» **Input data**
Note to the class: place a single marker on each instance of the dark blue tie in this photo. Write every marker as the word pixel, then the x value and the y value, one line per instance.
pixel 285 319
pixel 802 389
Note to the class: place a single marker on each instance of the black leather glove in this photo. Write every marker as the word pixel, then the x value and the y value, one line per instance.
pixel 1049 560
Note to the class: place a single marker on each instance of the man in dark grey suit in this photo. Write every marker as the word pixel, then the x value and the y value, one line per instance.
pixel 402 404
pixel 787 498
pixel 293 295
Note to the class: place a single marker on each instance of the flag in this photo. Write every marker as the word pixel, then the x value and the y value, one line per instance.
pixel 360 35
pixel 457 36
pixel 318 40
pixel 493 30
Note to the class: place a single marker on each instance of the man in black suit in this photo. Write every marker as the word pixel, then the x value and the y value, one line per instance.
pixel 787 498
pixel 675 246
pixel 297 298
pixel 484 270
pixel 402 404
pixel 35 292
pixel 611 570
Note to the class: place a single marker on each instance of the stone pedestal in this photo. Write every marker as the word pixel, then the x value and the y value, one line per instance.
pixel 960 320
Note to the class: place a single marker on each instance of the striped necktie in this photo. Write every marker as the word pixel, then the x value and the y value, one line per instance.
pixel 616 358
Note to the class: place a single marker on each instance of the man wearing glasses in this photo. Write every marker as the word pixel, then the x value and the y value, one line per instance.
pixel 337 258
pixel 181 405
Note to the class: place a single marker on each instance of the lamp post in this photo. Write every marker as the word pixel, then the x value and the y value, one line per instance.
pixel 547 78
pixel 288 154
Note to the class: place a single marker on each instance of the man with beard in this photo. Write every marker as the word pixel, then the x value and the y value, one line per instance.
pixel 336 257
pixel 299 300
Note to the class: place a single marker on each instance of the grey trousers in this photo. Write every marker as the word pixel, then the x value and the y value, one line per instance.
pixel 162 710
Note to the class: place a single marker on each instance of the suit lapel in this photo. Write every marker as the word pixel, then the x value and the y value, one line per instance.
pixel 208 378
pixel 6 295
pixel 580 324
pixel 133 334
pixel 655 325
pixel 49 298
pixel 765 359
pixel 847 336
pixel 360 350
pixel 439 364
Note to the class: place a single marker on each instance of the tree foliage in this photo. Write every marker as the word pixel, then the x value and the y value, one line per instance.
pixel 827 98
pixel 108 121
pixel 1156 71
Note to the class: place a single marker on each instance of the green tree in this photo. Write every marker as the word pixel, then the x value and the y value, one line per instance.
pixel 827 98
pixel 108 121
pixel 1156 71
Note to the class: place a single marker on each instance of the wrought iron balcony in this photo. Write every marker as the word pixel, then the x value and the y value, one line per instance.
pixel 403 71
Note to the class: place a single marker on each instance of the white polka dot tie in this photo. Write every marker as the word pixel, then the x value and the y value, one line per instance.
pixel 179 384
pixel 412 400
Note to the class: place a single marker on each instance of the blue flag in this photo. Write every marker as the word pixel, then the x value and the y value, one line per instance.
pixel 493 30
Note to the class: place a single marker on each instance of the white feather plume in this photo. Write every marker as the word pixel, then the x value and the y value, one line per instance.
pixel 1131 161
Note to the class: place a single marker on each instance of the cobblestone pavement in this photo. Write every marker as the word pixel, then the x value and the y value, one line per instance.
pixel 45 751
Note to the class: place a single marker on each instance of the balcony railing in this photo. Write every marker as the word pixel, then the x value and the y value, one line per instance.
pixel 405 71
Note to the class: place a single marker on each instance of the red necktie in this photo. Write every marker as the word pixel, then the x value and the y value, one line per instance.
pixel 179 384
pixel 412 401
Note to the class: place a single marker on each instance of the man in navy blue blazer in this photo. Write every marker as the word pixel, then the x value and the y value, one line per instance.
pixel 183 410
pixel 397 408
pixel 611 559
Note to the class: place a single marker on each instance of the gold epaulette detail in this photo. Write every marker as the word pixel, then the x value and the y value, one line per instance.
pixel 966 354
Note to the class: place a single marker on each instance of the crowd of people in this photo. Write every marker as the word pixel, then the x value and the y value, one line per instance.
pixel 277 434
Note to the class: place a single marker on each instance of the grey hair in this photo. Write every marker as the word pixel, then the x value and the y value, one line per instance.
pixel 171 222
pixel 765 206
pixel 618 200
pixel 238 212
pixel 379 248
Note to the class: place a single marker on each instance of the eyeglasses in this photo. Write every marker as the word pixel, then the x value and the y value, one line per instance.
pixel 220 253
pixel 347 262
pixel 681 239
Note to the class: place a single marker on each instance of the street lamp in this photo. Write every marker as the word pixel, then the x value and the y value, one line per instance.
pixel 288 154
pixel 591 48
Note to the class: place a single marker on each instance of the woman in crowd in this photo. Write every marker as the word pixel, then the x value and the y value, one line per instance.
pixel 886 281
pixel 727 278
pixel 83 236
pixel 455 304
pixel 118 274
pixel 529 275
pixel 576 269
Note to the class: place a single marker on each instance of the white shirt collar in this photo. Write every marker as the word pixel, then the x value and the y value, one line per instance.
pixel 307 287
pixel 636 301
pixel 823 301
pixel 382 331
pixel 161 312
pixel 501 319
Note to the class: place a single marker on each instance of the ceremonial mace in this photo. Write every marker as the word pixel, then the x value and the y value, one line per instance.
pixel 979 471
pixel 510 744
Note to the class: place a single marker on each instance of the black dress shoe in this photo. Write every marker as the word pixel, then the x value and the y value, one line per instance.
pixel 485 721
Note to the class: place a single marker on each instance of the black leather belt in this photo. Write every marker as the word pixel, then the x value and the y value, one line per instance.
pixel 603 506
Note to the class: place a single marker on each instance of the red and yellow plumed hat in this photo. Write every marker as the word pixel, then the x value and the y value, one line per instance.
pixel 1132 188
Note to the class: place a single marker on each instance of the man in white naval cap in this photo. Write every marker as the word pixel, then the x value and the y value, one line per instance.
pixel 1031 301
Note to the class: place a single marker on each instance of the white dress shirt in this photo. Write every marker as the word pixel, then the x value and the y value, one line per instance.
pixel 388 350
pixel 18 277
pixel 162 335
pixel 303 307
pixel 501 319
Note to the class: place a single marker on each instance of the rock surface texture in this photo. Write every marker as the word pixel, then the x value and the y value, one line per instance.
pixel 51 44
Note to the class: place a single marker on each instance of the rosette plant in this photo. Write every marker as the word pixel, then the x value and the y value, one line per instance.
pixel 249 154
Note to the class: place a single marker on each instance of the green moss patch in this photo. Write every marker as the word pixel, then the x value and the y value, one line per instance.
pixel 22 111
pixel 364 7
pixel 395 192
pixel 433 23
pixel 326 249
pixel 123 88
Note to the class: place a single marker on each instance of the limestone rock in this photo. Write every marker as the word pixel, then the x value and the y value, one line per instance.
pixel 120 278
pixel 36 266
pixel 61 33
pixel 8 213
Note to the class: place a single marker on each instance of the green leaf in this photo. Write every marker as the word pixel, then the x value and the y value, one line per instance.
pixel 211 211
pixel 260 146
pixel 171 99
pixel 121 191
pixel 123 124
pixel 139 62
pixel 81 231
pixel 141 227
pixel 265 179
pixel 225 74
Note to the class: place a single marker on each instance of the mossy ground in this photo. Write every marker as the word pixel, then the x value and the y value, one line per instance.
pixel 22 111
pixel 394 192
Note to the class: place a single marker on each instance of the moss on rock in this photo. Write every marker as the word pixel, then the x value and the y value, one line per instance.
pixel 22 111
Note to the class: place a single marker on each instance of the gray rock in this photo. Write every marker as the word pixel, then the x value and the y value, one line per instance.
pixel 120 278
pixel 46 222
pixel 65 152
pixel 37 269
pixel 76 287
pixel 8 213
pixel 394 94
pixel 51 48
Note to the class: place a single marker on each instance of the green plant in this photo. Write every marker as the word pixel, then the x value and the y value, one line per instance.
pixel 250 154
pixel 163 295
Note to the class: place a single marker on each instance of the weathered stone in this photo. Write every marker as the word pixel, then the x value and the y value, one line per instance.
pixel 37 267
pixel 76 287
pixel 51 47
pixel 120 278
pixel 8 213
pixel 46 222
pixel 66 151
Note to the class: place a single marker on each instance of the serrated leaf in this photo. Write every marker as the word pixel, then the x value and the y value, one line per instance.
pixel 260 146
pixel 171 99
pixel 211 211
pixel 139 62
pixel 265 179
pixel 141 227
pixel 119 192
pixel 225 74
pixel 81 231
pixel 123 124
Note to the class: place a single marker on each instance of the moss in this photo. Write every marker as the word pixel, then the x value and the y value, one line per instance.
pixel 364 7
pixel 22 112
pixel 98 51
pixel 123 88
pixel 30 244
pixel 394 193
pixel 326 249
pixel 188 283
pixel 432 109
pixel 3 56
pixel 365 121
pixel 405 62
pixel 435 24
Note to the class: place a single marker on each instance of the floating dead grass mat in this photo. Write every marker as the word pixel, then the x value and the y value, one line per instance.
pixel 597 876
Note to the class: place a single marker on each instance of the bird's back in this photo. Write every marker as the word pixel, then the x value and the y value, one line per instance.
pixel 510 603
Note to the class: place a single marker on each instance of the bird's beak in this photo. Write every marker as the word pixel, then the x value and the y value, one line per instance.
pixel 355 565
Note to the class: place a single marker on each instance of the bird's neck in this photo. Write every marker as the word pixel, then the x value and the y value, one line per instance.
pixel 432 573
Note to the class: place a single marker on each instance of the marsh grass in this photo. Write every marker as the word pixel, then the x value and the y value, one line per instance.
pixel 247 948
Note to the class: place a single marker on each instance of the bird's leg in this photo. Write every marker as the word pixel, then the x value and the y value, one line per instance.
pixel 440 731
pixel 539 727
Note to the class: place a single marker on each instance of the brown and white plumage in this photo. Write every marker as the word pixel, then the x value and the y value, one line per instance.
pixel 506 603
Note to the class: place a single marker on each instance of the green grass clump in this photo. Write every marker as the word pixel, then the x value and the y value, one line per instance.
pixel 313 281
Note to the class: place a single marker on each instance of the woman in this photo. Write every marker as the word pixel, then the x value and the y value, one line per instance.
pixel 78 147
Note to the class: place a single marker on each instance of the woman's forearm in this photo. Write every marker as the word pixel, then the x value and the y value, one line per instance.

» **Exercise objective**
Would you return exactly the lines from the one containing "the bird's neck" through the end of the listing, both included, and only them?

» **Answer below**
Note to the class: place a single marker on each instance of the bird's neck in this photo. Write every marker as the word pixel, then the x value and the y value, one line per instance.
pixel 432 573
Note to the class: place a single marker on each instance of the marsh grass in this photo. Write every marker as the word pixel, then the x value and the y value, one line per instance.
pixel 247 948
Note to the class: place a single marker on each instance of the bird's leg in this photo. Write every marker as the word pixel, then the x value and the y value, one line per instance.
pixel 440 731
pixel 539 727
Note to the class: place a single marker on each instance of the brown and white plumage in this photo. Write every marker as the word pixel, then the x value and the y value, one line per instance.
pixel 506 603
Note to the class: place a single marker on each instance of the green grass clump in this photo. Write every marker as the word pixel, then the x value and the y value, one line per instance.
pixel 313 281
Note to the class: place a single marker on each instance of the woman in this photo. Write every marker as the word pixel, then the x value and the y value, one line per instance.
pixel 78 147
Note to the class: place a single marker on each instance of the woman's forearm in this photo. Write every marker as the word pixel, then the x value and the y value, one line per instance.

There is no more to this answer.